The “Homosexual Agenda” v. Religious Freedom?
Hastings, a state-funded institution, requires school clubs, in order to receive the benefits of official recognition, to adhere to the policy which prohibits discrimination on the basis of, among other things, religion and sexual orientation. CLS, which requires members and those wishing to hold leadership positions in the club to be professing Christians and to disavow “unrepentant participation in or advocacy of a sexually immoral lifestyle,” requested an exemption from these provisions in 2004, which Hastings refused. Although Hastings never denied CLS access to and use of school facililities, the decision meant CLS could not make use of benefits offered to official school clubs, including limited funding from student activity fees. CLS sued in October 2004, lost both at the trial and appellate court levels, and then appealed to the Supreme Court.
CLS’s mission, according to its Web site, is “to inspire, encourage, and equip lawyers and law students, both individually and in community, to proclaim, love and serve Jesus Christ through the study and practice of law, the provision of legal assistance to the poor, and the defense of religious freedom and sanctity of human life.” Through its Law School Ministries, it “encourages students in faith, connection with Christian mentors, professional development, exposure to other Christian students, and future employment. As many secular law schools have abandoned traditional education concerning the origins of law, increasing emphasis is placed on the foundations and practices which integrate faith and practice.”
The case drew a great deal of attention and an unusual number—39—of amicus briefs because of the collision of the non-discrimination policy and CLS’s claim to religious liberty, a collision the religious right has fostered and sued over for two decades. Alan Sears, the president of the Alliance Defense Fund (which is CLS’s co-counsel in the case), told the Values Voters Summit in 2007, “the homosexual agenda and religious freedom are on a collision course,” and claimed the goals of the “homosexual agenda” included silencing religious speech. Both CLS and ADF have portrayed the Hastings case as a crucial test of whether Christians’ religious liberties were being impinged upon by the law school’s alleged “viewpoint discrimination.” Writing about the case, Brad Tupi, an ADF-affiliated attorney, maintained:
Christian Legal Society v. Martinez is another example of the conflict between secular morality and religious morality. In secular morality, homosexuality is a wholesome lifestyle choice and should not be the subject of criticism or discrimination. In religious morality, homosexuality is sinful conduct. Where institutions include ‘sexual orientation’ in their diversity and non-discrimination policies, people of faith sometimes find themselves under pressure to surrender their religious beliefs.
On the civil liberties side, the concerns with the case’s possible ramifications were summed up by the American Civil Liberties Union’s Paul Cates:
If the court were to accept CLS’s claim that religious beliefs trump the need to abide by non-discrimination rules, all non-discrimination laws—the laws we have put in place to guarantee everyone an equal opportunity to earn a living, find housing and to obtain access to critical services including health care—would be in jeopardy.

☆ ☆ ☆ ☆

Prompt:
Answer from the passage about the Hastings case:
(a) In what year did CLS request an exemption from the Hastings policy?
(b) How many amicus briefs did the case draw?
(c) Who summed up the civil liberties side's concerns about the case?
The material that follows is separate from the passage about the Hastings case.

Listed records:
☆ ☆ ☆ ☆

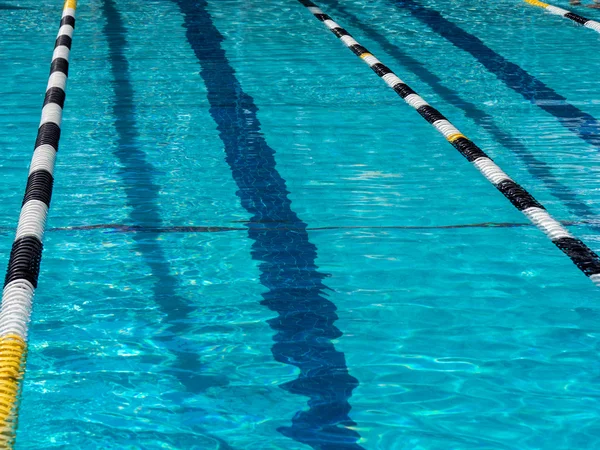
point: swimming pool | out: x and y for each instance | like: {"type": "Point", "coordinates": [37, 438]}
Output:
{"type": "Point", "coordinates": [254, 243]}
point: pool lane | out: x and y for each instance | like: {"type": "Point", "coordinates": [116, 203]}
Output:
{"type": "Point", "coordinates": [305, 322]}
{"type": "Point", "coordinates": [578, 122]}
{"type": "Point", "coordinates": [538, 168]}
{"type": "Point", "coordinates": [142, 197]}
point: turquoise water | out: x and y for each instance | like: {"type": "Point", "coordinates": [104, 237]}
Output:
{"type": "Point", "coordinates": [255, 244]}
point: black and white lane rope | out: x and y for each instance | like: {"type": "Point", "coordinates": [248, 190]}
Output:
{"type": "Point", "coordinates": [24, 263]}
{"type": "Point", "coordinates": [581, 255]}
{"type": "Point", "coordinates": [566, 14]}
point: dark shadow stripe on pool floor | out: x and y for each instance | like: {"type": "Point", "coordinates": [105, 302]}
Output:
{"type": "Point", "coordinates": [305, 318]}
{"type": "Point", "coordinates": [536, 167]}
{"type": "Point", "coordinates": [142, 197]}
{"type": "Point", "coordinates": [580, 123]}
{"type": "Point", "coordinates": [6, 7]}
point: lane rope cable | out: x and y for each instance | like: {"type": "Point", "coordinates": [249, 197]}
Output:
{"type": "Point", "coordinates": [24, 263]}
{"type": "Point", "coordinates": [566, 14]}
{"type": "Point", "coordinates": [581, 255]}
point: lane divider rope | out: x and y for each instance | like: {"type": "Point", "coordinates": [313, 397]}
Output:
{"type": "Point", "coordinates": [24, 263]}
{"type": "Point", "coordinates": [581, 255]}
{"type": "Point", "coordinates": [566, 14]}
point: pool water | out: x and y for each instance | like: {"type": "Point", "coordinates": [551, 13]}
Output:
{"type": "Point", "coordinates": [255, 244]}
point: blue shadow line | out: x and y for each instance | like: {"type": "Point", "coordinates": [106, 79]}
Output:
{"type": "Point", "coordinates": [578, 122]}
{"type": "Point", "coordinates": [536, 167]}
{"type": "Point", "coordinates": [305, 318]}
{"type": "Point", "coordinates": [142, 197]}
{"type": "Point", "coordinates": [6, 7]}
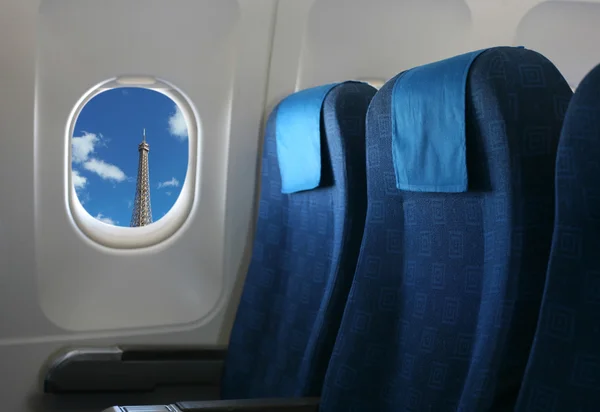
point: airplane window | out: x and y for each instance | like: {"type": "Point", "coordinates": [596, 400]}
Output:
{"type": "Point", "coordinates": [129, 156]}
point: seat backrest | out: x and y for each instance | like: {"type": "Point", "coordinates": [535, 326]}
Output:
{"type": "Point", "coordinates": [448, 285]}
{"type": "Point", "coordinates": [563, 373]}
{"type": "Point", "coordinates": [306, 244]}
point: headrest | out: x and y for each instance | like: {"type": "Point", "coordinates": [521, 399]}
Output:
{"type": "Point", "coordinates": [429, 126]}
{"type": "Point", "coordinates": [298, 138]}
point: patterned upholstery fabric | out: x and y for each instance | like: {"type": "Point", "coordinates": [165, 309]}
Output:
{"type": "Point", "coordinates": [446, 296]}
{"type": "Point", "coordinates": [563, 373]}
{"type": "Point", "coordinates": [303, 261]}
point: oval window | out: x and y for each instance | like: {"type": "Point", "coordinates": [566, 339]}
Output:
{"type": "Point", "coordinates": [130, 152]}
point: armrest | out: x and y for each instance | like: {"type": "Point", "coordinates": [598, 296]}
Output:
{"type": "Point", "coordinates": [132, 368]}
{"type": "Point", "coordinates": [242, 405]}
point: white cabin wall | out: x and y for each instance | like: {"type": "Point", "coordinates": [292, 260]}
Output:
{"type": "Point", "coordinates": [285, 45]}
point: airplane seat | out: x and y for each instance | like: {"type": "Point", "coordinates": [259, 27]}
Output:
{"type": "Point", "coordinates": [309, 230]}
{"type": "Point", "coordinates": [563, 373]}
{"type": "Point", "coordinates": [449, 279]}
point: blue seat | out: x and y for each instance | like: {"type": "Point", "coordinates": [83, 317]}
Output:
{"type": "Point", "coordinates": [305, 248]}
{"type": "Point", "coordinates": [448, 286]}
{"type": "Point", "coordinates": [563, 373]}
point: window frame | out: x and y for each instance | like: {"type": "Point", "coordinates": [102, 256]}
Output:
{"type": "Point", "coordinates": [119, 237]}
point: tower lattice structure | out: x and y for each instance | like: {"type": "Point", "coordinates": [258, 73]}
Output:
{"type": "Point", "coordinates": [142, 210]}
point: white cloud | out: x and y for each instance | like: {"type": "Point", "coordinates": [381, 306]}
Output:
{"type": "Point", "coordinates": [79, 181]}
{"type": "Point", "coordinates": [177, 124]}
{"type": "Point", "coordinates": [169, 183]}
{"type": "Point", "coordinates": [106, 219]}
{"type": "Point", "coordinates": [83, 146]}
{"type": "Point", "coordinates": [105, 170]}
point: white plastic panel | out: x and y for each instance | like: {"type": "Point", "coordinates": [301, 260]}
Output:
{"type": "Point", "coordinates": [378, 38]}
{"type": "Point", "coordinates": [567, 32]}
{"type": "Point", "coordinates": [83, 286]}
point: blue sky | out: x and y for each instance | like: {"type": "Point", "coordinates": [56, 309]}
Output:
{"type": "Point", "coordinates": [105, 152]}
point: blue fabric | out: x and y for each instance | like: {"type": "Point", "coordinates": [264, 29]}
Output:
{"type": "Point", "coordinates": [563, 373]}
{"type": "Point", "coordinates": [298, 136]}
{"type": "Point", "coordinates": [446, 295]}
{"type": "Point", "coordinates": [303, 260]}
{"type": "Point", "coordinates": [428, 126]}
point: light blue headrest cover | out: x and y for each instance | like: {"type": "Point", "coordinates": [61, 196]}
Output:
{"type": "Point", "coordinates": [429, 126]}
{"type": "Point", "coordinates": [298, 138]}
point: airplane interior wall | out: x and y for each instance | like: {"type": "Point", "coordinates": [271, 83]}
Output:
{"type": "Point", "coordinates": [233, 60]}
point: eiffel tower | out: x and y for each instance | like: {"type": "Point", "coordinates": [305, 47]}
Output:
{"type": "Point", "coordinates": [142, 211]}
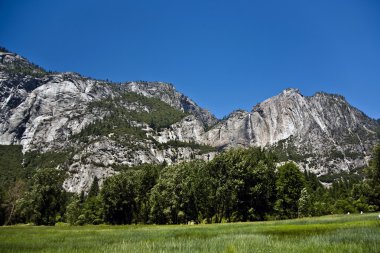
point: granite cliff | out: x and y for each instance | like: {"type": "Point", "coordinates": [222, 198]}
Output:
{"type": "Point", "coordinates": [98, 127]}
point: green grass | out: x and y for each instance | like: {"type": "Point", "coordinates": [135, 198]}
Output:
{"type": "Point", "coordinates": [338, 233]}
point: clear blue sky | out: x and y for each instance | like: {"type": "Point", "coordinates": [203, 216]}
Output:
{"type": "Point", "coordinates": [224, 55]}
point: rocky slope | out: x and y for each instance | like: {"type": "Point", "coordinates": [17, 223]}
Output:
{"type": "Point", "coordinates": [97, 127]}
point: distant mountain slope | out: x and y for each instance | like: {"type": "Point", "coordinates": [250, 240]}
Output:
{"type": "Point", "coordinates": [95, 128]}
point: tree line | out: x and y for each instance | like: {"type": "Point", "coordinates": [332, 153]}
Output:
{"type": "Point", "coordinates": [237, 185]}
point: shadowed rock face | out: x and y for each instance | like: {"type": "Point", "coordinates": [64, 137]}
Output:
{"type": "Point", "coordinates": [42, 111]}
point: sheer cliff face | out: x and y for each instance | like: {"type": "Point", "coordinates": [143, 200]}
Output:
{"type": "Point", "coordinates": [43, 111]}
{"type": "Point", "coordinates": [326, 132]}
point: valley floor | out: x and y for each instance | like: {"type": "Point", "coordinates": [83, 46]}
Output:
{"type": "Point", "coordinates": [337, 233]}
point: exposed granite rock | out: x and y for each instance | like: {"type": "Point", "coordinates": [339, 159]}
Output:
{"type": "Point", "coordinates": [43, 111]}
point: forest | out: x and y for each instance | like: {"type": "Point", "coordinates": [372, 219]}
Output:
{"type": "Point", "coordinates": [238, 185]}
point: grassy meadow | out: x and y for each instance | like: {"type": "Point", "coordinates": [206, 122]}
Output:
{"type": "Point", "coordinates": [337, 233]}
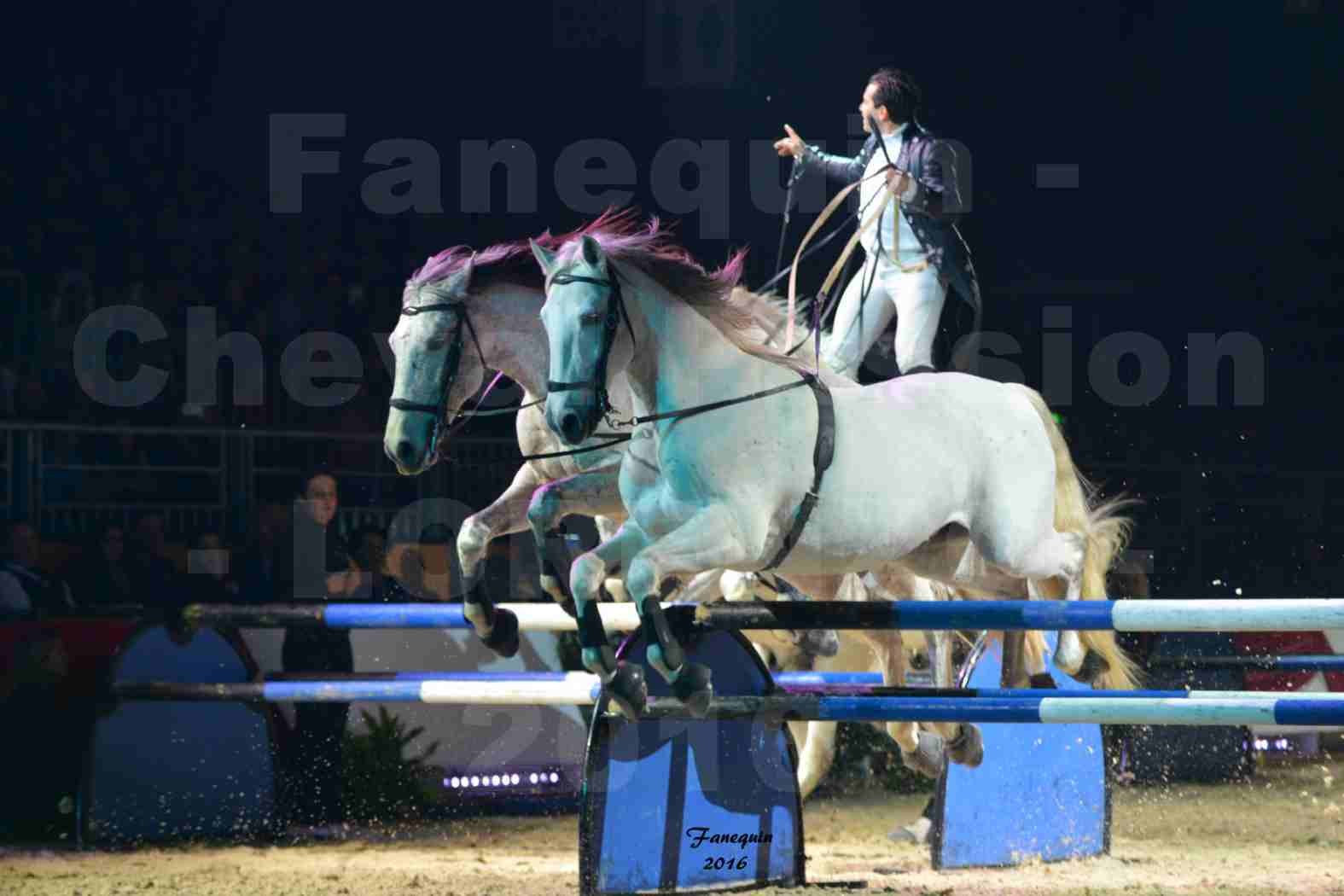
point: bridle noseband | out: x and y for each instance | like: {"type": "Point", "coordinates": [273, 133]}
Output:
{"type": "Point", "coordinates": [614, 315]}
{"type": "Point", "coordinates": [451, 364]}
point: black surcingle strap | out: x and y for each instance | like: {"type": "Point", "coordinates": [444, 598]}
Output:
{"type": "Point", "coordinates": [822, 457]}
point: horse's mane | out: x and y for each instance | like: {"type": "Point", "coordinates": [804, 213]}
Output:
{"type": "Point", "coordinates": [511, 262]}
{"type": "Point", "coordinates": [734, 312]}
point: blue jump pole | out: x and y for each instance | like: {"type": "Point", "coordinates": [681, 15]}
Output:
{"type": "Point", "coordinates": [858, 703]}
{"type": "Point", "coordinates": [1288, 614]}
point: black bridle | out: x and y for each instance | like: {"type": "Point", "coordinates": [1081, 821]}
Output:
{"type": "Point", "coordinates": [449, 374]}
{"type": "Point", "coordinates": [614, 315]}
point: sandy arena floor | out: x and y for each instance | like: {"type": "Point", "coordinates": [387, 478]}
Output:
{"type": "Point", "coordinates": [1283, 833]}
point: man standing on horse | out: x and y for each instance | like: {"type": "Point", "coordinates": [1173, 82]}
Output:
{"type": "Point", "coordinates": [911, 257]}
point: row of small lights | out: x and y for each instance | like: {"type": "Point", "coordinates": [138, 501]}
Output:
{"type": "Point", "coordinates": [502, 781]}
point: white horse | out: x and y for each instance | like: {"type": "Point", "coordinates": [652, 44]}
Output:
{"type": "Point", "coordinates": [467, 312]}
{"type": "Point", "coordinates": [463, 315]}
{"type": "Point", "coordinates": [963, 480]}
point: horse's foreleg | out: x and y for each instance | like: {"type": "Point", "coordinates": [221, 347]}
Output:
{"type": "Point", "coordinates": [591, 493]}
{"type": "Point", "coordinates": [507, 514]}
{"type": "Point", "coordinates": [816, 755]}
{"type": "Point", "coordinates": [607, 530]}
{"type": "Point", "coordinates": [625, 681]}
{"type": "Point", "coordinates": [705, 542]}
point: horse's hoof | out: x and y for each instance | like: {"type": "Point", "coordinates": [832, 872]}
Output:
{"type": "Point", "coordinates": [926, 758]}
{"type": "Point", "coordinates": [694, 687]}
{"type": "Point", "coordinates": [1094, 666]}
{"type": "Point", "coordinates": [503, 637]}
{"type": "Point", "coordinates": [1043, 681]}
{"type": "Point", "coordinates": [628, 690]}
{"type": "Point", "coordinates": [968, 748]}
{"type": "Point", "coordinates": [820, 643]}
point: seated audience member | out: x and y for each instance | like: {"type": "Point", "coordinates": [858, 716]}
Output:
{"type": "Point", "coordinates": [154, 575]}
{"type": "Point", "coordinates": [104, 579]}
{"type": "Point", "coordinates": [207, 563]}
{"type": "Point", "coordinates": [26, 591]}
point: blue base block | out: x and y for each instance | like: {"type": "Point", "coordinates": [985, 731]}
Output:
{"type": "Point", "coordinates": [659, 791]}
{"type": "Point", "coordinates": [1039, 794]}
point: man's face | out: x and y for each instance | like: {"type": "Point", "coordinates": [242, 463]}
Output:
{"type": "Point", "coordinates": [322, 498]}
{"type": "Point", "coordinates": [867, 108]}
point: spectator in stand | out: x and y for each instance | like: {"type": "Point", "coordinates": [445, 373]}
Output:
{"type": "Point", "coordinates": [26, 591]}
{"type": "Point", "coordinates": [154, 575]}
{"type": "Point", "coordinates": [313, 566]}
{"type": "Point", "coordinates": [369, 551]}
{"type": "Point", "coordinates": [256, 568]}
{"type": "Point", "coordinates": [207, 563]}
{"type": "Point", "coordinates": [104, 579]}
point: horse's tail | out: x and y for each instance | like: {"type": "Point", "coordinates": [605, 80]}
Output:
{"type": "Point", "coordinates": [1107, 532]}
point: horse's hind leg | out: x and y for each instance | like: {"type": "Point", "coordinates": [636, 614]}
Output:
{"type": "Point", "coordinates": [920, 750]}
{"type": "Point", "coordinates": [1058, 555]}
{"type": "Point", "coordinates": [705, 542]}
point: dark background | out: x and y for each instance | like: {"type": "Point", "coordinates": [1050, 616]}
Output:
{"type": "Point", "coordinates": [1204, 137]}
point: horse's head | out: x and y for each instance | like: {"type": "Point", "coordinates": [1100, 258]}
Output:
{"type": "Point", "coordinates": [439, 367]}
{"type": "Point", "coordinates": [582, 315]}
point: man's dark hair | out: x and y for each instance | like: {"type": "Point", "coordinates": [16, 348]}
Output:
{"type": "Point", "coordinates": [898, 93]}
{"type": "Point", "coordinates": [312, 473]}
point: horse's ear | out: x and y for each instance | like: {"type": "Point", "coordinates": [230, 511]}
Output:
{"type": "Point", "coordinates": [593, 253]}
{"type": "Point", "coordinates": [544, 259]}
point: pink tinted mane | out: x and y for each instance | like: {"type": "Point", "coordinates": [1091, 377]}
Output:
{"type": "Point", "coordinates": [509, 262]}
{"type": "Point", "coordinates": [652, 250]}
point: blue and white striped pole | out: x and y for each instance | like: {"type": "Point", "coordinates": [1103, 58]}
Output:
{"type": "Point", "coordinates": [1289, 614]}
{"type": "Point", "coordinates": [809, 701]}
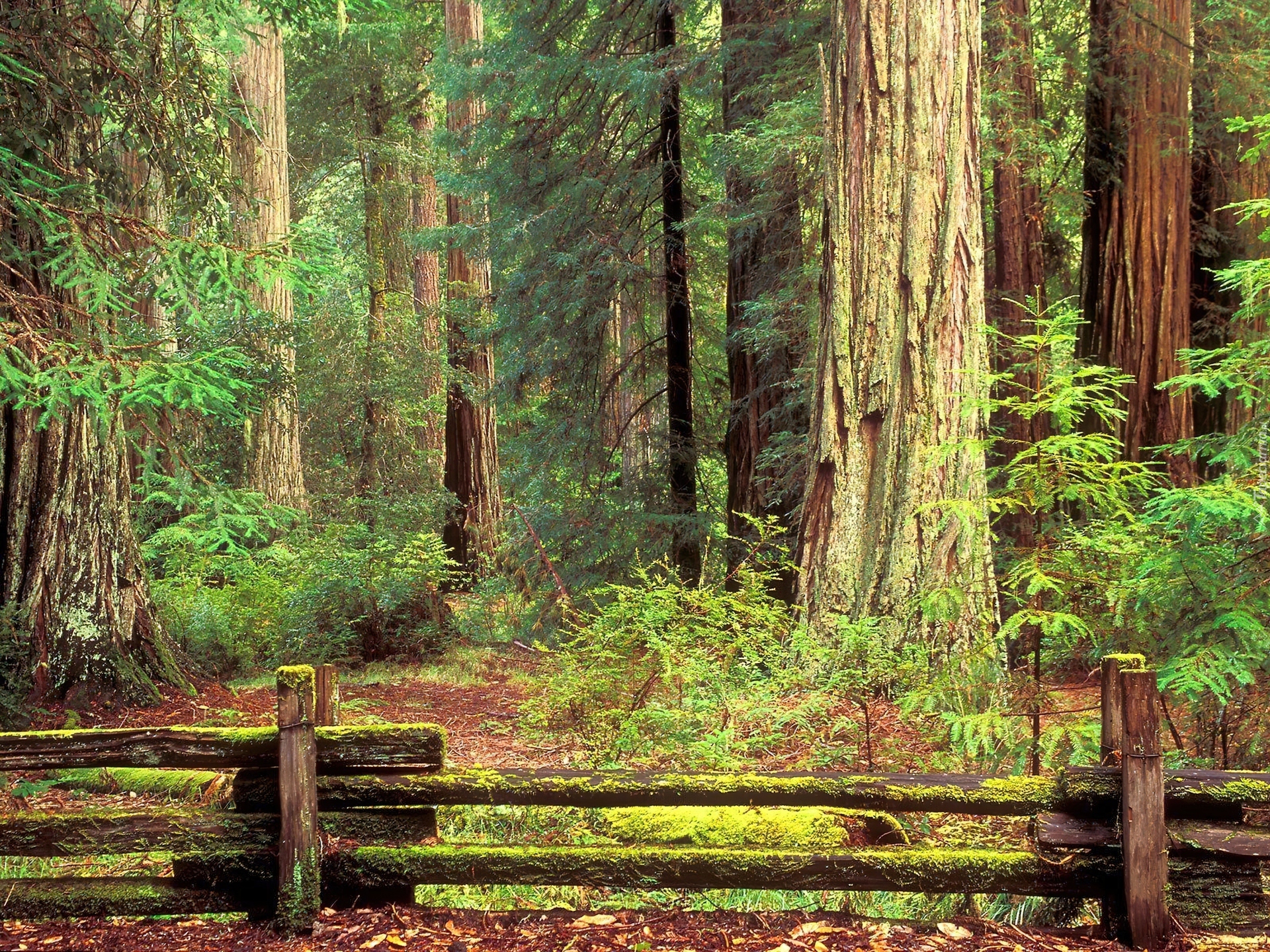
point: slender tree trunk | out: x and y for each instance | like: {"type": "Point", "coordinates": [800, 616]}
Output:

☆ ☆ ☆ ☆

Exercise output:
(a) 2004
(b) 39
(c) Paul Cates of the American Civil Liberties Union